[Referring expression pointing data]
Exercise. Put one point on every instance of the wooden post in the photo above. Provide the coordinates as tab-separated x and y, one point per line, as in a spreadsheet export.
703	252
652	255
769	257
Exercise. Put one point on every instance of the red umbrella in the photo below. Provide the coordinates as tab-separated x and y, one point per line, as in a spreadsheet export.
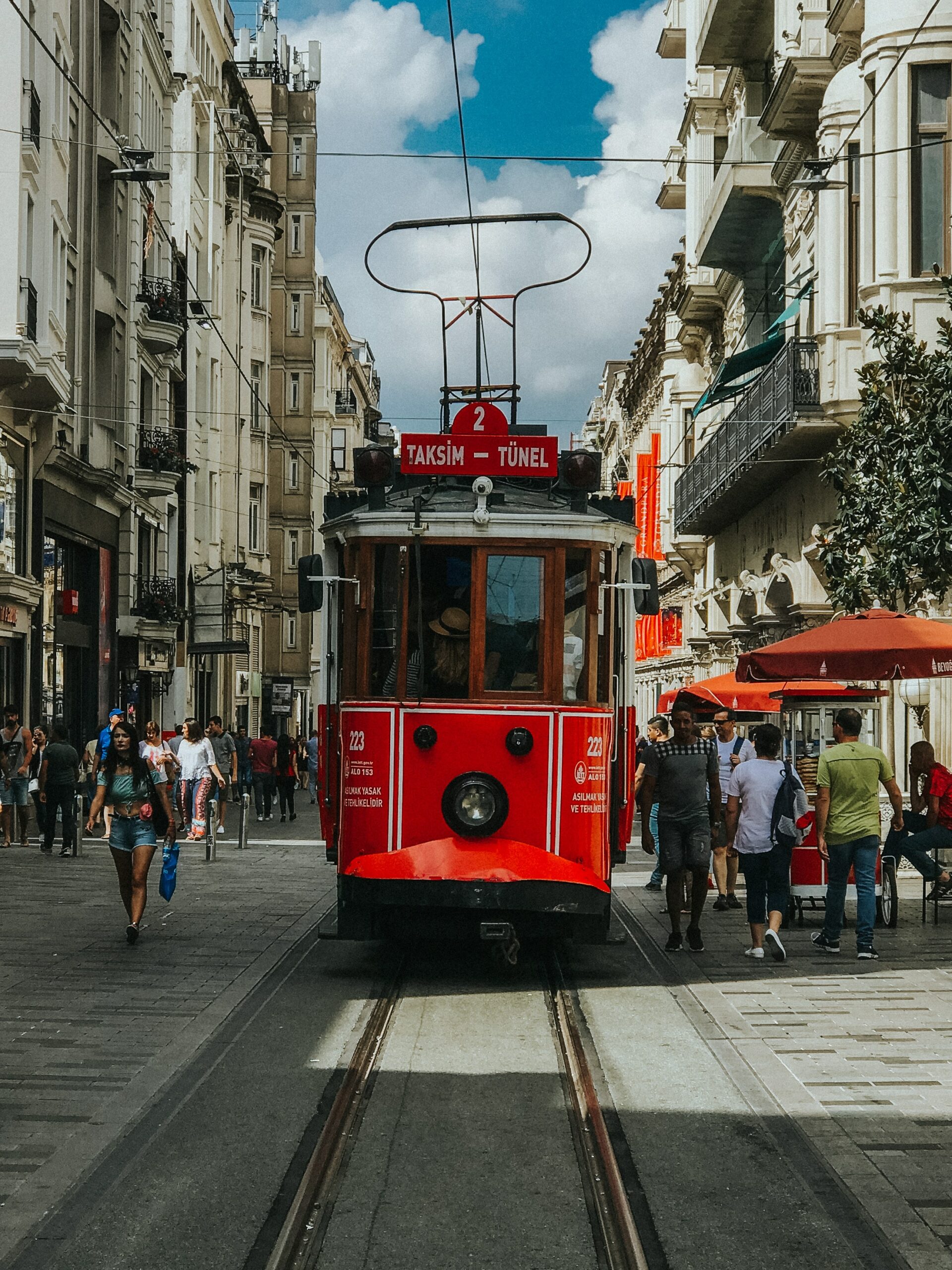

__What is being asked__. Print all entries exactly, without images.

__Answer for this exercise__.
Exercise. Put one point on every instance of the wooden post in the photo above. Provide the coordinates as tab-separated x and y, one point per line, as in a spreadsheet export.
703	252
652	255
769	257
Exercise. Put one point on every instance of the red umbrella in the photo below. Provide the coordinates as tab-separated x and y, one point per line, as in a spreadsheet export.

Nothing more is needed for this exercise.